- What is expected:
Will you output the entries below exactly, skipping every image they contain?

[Stored entries]
=-=-=

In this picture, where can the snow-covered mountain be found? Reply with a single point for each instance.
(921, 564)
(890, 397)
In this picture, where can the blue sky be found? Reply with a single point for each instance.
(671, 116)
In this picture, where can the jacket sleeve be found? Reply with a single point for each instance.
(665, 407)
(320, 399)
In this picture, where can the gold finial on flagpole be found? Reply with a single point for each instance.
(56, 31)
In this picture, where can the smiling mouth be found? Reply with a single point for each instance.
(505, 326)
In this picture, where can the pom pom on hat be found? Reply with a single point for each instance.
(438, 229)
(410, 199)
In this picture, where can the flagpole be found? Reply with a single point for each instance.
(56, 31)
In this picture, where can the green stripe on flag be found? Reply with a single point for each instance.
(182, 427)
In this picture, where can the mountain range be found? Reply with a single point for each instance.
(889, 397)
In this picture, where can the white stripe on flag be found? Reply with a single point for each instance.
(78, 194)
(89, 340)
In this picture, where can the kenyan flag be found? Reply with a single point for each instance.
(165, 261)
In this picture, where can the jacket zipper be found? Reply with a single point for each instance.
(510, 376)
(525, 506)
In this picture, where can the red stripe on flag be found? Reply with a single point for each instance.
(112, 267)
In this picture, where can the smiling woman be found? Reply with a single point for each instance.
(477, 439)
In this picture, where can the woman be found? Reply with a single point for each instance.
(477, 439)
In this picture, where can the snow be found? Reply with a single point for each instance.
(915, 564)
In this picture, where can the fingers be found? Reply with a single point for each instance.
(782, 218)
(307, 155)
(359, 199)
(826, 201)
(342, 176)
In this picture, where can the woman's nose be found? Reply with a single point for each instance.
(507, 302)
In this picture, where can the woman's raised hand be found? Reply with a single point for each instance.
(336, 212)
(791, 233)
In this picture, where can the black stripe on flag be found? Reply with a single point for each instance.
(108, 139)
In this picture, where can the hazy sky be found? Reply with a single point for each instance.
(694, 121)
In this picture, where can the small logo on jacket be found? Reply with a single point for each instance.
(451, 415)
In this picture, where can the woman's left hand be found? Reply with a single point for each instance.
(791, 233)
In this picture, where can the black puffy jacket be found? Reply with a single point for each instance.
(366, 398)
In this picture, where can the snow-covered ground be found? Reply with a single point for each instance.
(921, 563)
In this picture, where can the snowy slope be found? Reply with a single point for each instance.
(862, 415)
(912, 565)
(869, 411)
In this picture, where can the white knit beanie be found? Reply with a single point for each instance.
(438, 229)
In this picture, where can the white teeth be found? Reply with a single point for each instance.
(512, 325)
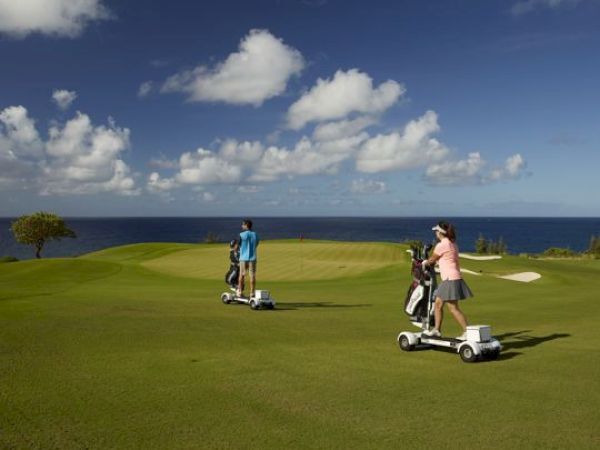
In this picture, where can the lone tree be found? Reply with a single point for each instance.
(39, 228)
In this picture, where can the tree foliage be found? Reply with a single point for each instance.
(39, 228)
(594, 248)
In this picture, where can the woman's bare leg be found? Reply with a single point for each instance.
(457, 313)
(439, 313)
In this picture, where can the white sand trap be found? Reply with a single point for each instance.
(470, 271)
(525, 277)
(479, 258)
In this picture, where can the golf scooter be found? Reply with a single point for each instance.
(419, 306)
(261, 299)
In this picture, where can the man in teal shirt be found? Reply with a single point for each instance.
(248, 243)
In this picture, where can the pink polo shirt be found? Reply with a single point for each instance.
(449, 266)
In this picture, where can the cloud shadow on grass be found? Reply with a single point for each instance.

=-=-=

- Exercise answer:
In this picture, where can the snow-covered mountain be found? Reply with a single point for each instance.
(921, 564)
(890, 397)
In this picture, where can the blue sky be found? Reply with a single point for each instance.
(671, 116)
In this picture, where can the jacket sleeve be found? Reply with a single point for each instance.
(665, 407)
(320, 399)
In this picture, where can the gold finial on flagpole be found? Reply with a single point for each instance.
(56, 31)
In this picture, where can the smiling mouth be found? Reply with a single point for each instance.
(505, 326)
In this picture, where can the pom pom on hat be found? Reply with a single point for each instance.
(438, 229)
(410, 199)
In this picture, where can the flagpole be found? Reply with a single point for each instance.
(56, 31)
In this picture, where can the green stripe on flag be found? Reply with a single point for each instance.
(182, 427)
In this picture, where can the mountain range be found? Reply with a single point for each instance.
(889, 397)
In this picture, where can the white stripe on flag be found? Reply with a single point for each instance.
(78, 194)
(89, 340)
In this picture, where can the kenyan flag be found? Reply with a single point for each instance.
(165, 261)
In this picture, where can the jacket zipper be found? Reply with a single point for each instance.
(510, 376)
(525, 506)
In this picture, where can the red stripe on flag be found? Reply with a single point for each instance.
(112, 267)
In this picture, where can the smiling woman be found? Reply with a single point for each instance.
(477, 439)
In this picture, where can the woman be found? Reply with a single point for each instance.
(477, 439)
In this picture, where can the snow be found? Reply with a single point for each instance.
(915, 564)
In this picture, where can the fingers be found? Reply with a single point for each instance.
(782, 218)
(307, 155)
(359, 199)
(826, 201)
(342, 176)
In this picture, where can the woman's nose be found? Reply with a single point for each instance.
(507, 302)
In this picture, where can the woman's raised hand be found? Reply with a single point for each instance.
(336, 212)
(791, 233)
In this picture, where can the black stripe on flag be found? Reply with a single point for each instance.
(108, 139)
In this picture, where can the hazy sky be found? Reply with a single point for each instance.
(694, 121)
In this picture, where can the small logo on jacket be found? Reply with a single point for each instance.
(451, 415)
In this picture, where can the woman's left hand be found? Reply with a single point for each instance.
(791, 233)
In this picture, where can the black puffy jacket be found? Reply with a single point for each instance.
(366, 398)
In this picture, where can the snow-covered ground be found? Reply with a single point for each instance.
(921, 563)
In this picture, where can the snowy slope be found? Reply with a single point for each instance.
(862, 415)
(912, 565)
(869, 411)
In this picture, where can the white knit beanie be found? Reply with a single point for each instance.
(438, 229)
In this picture, where can the white teeth be found? Reply with a single point for each instance.
(512, 325)
In this picture, where can the lone tree be found? Reply with a single point for each instance.
(39, 228)
In this picture, where can the tree foliage be found? Reply with a single point for each instance.
(39, 228)
(594, 248)
In this picture, where can the woman's bare leg be found? Reply with a single point for each instance.
(457, 313)
(439, 313)
In this picture, where can the white sand trap be found? Reply with a single point for each instance.
(470, 271)
(525, 277)
(479, 258)
In this picture, where can the golf scooter be found? Reply with a single point for each instance.
(419, 306)
(261, 299)
In this picture, where can the man in teal shirt be found? Reply with a single point for each instance.
(248, 243)
In this picture, where can the pink polo shirt be found? Reply with a single point for each instance.
(449, 266)
In this picture, where can the cloud shadow on grass be found? Reply with a single point for each instance.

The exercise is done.